Set the data down once more, exactly as it is written.
┄┄┄┄┄┄
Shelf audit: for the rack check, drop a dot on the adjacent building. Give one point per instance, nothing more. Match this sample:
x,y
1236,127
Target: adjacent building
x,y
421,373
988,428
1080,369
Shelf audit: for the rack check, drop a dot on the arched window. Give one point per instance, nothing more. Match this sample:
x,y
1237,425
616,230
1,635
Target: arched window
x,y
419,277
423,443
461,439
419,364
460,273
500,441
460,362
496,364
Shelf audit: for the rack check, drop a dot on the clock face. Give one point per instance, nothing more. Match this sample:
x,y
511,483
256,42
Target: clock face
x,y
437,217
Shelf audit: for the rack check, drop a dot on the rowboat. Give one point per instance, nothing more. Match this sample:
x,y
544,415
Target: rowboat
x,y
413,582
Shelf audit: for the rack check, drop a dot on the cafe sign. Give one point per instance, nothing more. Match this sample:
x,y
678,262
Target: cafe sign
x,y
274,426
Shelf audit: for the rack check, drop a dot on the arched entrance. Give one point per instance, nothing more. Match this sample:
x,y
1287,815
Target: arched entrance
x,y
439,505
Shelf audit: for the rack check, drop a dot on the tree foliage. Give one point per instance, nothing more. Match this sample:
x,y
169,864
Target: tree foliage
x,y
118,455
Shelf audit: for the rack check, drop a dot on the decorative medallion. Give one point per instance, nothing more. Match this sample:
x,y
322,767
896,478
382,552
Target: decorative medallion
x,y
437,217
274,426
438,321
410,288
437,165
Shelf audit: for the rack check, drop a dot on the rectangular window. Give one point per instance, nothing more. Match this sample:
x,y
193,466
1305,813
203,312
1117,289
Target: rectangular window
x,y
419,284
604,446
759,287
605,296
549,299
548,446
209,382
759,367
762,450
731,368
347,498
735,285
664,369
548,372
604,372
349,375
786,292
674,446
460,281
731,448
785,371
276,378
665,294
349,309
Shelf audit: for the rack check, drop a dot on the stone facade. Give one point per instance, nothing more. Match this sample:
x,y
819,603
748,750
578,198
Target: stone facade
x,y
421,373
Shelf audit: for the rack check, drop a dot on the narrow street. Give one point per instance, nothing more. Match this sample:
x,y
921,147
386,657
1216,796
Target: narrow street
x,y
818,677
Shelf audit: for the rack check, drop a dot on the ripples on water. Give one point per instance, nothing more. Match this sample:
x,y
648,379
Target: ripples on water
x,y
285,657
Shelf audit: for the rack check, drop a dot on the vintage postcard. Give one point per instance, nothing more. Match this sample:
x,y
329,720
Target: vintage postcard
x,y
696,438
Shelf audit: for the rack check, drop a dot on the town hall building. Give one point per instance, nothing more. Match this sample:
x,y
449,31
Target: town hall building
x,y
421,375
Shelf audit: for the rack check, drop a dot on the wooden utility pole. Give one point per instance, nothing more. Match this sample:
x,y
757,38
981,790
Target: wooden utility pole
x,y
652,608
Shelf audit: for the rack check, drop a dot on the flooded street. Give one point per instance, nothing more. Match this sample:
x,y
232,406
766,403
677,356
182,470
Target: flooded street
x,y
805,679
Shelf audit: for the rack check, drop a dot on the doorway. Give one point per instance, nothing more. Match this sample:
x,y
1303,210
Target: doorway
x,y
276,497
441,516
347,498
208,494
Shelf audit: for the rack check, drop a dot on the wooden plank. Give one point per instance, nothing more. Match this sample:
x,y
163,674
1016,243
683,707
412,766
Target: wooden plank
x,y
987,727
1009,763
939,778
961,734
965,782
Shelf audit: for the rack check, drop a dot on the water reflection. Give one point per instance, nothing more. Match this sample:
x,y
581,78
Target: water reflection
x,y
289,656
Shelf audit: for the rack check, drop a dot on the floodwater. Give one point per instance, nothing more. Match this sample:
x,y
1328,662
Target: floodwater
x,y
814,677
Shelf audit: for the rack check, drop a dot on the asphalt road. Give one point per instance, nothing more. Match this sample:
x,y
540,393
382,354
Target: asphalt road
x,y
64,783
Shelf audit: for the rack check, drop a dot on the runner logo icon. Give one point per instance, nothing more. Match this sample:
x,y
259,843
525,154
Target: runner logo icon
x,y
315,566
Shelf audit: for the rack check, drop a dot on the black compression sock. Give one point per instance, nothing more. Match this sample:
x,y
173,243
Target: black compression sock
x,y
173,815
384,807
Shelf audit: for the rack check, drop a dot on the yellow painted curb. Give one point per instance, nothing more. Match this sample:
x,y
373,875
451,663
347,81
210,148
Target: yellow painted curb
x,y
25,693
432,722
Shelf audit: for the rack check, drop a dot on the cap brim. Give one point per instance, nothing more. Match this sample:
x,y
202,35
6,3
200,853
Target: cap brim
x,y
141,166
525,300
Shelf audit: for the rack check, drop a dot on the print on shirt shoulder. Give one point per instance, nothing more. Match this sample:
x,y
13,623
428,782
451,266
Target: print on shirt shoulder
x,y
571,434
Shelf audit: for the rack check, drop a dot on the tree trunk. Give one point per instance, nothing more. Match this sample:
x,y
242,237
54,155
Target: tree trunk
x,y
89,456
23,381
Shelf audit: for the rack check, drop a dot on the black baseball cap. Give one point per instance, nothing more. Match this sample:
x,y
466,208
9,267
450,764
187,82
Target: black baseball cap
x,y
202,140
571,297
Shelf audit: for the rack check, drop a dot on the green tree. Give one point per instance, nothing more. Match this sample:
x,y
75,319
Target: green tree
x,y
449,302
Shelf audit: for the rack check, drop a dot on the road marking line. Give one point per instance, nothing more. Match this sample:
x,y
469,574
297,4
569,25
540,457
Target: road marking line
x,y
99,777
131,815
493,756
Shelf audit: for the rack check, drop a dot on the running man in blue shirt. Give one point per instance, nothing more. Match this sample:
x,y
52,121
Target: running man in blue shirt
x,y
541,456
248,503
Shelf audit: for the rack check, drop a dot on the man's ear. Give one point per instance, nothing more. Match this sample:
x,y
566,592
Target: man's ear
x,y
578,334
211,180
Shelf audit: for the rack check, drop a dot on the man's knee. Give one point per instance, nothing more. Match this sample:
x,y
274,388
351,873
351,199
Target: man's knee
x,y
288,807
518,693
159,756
┄┄┄┄┄┄
> EXPECTED ANSWER:
Shelf audit: for the rack check, drop a dot on the adjacent building. Give one point per instance, nothing more. Match this sample:
x,y
1236,127
Target: adjacent building
x,y
421,373
988,428
1080,369
Shelf audit: for the rack check, drop a dot on the arched window. Give one point per instance, nothing more. Match this sample:
x,y
1237,425
616,230
1,635
Target: arched window
x,y
419,277
423,443
461,439
419,364
460,273
500,441
460,362
496,364
Shelf audit: for the rack check, drop a dot on the clock face. Give one point per instance, nothing more. Match this sample:
x,y
511,483
256,42
Target: clock face
x,y
437,217
Shelf audit: for the rack check, drop a dot on the rowboat. Give one point per instance, nothing more. Match this sample:
x,y
544,415
Target: rowboat
x,y
413,582
Shelf audit: for the rack check, drop a dot on the cafe sign. Give one point per instance, nothing more. Match this sample:
x,y
678,262
Target: cafe sign
x,y
274,426
Shelf audit: for the rack check, drop a dot on the arched entrance. Give one point per instance, nothing more. Match this sample:
x,y
1287,815
Target: arched entrance
x,y
439,505
Shelf audit: for the rack check, drop a dot on the tree foliage. Give one point per instance, nothing more. Match this sample:
x,y
169,864
Target: tree foliage
x,y
118,455
Shelf audit: for the rack check, drop a dot on the decorative medallion. Give one point per instance, nothing more. Match this sample:
x,y
322,767
896,478
382,552
Target: decorative medallion
x,y
437,217
274,426
438,321
410,288
437,165
Shelf audit: for the rack check, drop a dot on the rectangular window. Give one point per instance, nothing more. Match this sample:
x,y
193,466
1305,813
203,312
1117,289
Target: rectangular window
x,y
419,284
604,446
759,287
605,296
549,299
548,446
209,382
759,367
762,450
731,368
347,498
735,285
664,369
548,372
604,372
349,375
786,292
674,446
460,281
731,448
785,371
276,378
665,294
349,309
Shelf audit: for the rack check, drop a dot on the stone facade. Give one point per instance, nothing more. Match this sample:
x,y
819,603
748,750
578,198
Target: stone facade
x,y
421,373
Shelf audit: for the rack check, drop a dot on the narrow street. Give one point per instance, nothing more. Match this sample:
x,y
921,147
386,657
1216,796
Target: narrow street
x,y
818,677
Shelf audit: for the rack check, drop a dot on the ripples on water. Give one point per instance, nothing more. Match this sample:
x,y
648,379
Target: ripples on water
x,y
285,657
Shelf audit: for the rack check, drop a dot on the vintage postcard. Give one point per instance, nothing more. Match this sample:
x,y
329,720
Target: vintage postcard
x,y
696,438
Shelf audit: for the rack check, drop a dot on the town hall building. Give one point per instance, nothing more. Match this sample:
x,y
449,31
Target: town hall building
x,y
421,375
Shelf audit: for the rack check, drop a dot on the wooden utility pole. Give one point per instance, nothing more. Match this sample:
x,y
757,38
981,790
Target: wooden utility pole
x,y
652,608
Shelf audit: for the rack check, drop a dot on the flooded street. Give one point per instance, nothing more. Match this sample:
x,y
232,406
766,403
677,356
182,470
Target: flooded street
x,y
805,679
Shelf audit: for the rack check, drop a dot on the doorway. Give one point per instance, nothing more. Match this sample:
x,y
1303,210
Target: doorway
x,y
276,497
441,516
347,498
208,494
Shelf audit: for the rack check, drop a dot on the wooden plank. Give one point per instance, nothing more. Match this sample:
x,y
163,674
1016,243
683,707
412,766
Target: wooden plank
x,y
987,727
1009,763
939,778
961,734
965,782
Shelf audit: for the rack check, drop a dot on the water reflection. Give one point per instance, nothing more. Match this sample:
x,y
581,78
Target: water reflection
x,y
289,656
Shelf audit: for the rack check, drop a dot on the floodwater. Give one point per instance, nothing more. Match this sample:
x,y
1328,662
Target: floodwater
x,y
814,677
Shelf audit: for the rack check, drop a dot on the asphalt road. Give one point per instance, nothing more. Match this sample:
x,y
540,393
382,354
Target: asphalt road
x,y
64,783
Shelf audit: for the rack check, drop a dot on the runner logo icon. Give one point per instance, nothing more. Match this sample:
x,y
259,843
525,154
Target: runner logo icon
x,y
315,566
Shelf audit: for the rack check, drop a dot on the black compression sock. Give one point per instance, nothing more. Match this sample:
x,y
173,243
Target: black compression sock
x,y
173,815
384,807
Shelf audit: for the rack check, drop a dot on the yellow painted curb. Give one point per instance, nothing more. Match this sample:
x,y
373,875
451,663
347,81
210,148
Target: yellow painted curb
x,y
25,693
432,722
Shelf audit: for the rack check, drop a dot on the cap brim. Give one point per instance, nothing more. Match this sample:
x,y
202,35
6,3
200,853
Target: cap brim
x,y
141,166
525,300
Shelf audit: for the rack check, drop a dot on the print on shirt shoulder. Give one point per instance, nothing more. Match this sample:
x,y
13,623
428,782
451,266
Target: print on shirt shoulder
x,y
571,434
Shelf audit: for the rack check, drop a dot on the tree trunk. Give one point per instance, nothing more. Match this sample:
x,y
242,237
54,155
Target: tree trunk
x,y
89,456
23,381
Shelf audit: for the rack check, drop a dot on the black baseball cap. Give one point per instance, nothing more. Match this sample:
x,y
466,208
9,267
450,764
187,82
Target: black baseball cap
x,y
202,140
571,297
Shelf audit: for the rack check, drop a dot on the green tree. Give one point per instance, nothing more. Match this sample:
x,y
75,319
Target: green tree
x,y
449,302
Shelf audit: for the rack check, drop a dot on the road marking line. Give one point per instance, nothing more. Match this sample:
x,y
469,574
297,4
569,25
540,457
Target: road marking line
x,y
99,777
131,815
493,756
Shelf audit: for the rack check, drop a dot on the running man in blue shirt. Give one point per instance, nothing more. Match this sample:
x,y
52,121
Target: running man in blue shirt
x,y
541,456
248,503
Shelf audit: for the rack check, drop a dot on the man's ear. Give one point per instance, nothing more. Match this sample:
x,y
566,592
Target: man's ear
x,y
578,334
211,180
Shelf audit: for the rack check, drop a dot on the man's knee. Give one point per instance, nothing more. Match this sample:
x,y
274,388
351,873
351,199
Target: man's knee
x,y
288,807
518,693
159,756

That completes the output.